Verilen metin =
Filmlerin kamera arkası sürecini filmden daha ilginç bulanlardanım.
Koltuğa oturup 105 dakikada bitirdiğimiz işin arkası aylar sürüyor.
Beğenilmeyen senaryo üzerinde defalarca oynamalar, kadro yaparken ulaşılamayan oyuncular, ulaşılıp kibarca reddedilen roller, “rol önemli değil sen bütçeden haber ver” demeler… Işık, kamera, mekân kirası derken ipotek edilen evler, arabalar ve aile içi çatışmalar, boşanmaya kadar giden süreçler…
Sinema yoğun emek ve sermaye isteyen bir iştir tanımını yaparım soranlara.

Verilen görev 1 = Verilen metne göre evlerin ve arabaların ipotek edilmesine ne yol açıyor? Bir ila üç cümleyle açıklayın.
Verilen görev 2 = Verilen metnin "Filmlerin kamera arkası" ile başlayıp "tanımını yaparım soranlara." ile biten kısmını harfi harfine yeniden yazın.
Kayıtlar, metinden bağımsız ayrı bir malzemedir.

[Etiketli noktaların kayıtları]
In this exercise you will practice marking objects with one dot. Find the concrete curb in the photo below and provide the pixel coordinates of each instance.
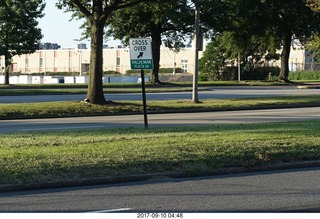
(144, 177)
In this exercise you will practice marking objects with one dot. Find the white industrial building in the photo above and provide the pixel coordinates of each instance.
(114, 59)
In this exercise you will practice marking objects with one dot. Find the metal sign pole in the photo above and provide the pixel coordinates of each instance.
(144, 99)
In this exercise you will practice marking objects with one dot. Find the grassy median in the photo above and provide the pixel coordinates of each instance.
(78, 108)
(46, 157)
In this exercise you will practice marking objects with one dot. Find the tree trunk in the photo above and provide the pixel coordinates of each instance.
(284, 72)
(156, 44)
(95, 93)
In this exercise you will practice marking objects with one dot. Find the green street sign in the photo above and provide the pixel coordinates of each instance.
(140, 53)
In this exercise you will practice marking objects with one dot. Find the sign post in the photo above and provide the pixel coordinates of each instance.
(141, 58)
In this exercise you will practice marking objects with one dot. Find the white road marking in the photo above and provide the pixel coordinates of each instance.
(111, 210)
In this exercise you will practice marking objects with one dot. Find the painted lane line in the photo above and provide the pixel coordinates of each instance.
(111, 210)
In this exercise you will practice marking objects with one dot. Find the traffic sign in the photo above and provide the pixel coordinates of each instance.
(140, 53)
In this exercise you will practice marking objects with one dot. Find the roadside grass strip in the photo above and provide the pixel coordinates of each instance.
(74, 155)
(78, 108)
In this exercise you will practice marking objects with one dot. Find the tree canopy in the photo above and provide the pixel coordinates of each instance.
(19, 33)
(96, 13)
(270, 25)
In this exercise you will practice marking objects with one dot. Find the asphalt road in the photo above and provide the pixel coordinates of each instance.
(295, 190)
(211, 93)
(157, 120)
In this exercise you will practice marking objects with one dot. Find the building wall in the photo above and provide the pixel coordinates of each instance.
(117, 59)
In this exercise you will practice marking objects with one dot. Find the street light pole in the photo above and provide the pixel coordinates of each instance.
(195, 98)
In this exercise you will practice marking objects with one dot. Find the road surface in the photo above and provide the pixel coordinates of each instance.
(295, 190)
(212, 93)
(157, 120)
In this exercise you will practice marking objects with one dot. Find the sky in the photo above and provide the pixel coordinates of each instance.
(57, 28)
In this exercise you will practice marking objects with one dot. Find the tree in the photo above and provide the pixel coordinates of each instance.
(96, 13)
(164, 21)
(18, 29)
(314, 5)
(276, 23)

Beklenen cevap 1 = Metne göre evler ve arabalar ışık, kamera ve mekân kirası gibi film çekim masrafları yüzünden ipotek ediliyor. Metin sinemayı yoğun emek ve sermaye isteyen bir iş olarak tanımlıyor.

Beklenen cevap 2 =
Filmlerin kamera arkası sürecini filmden daha ilginç bulanlardanım.
Koltuğa oturup 105 dakikada bitirdiğimiz işin arkası aylar sürüyor.
Beğenilmeyen senaryo üzerinde defalarca oynamalar, kadro yaparken ulaşılamayan oyuncular, ulaşılıp kibarca reddedilen roller, “rol önemli değil sen bütçeden haber ver” demeler… Işık, kamera, mekân kirası derken ipotek edilen evler, arabalar ve aile içi çatışmalar, boşanmaya kadar giden süreçler…
Sinema yoğun emek ve sermaye isteyen bir iştir tanımını yaparım soranlara.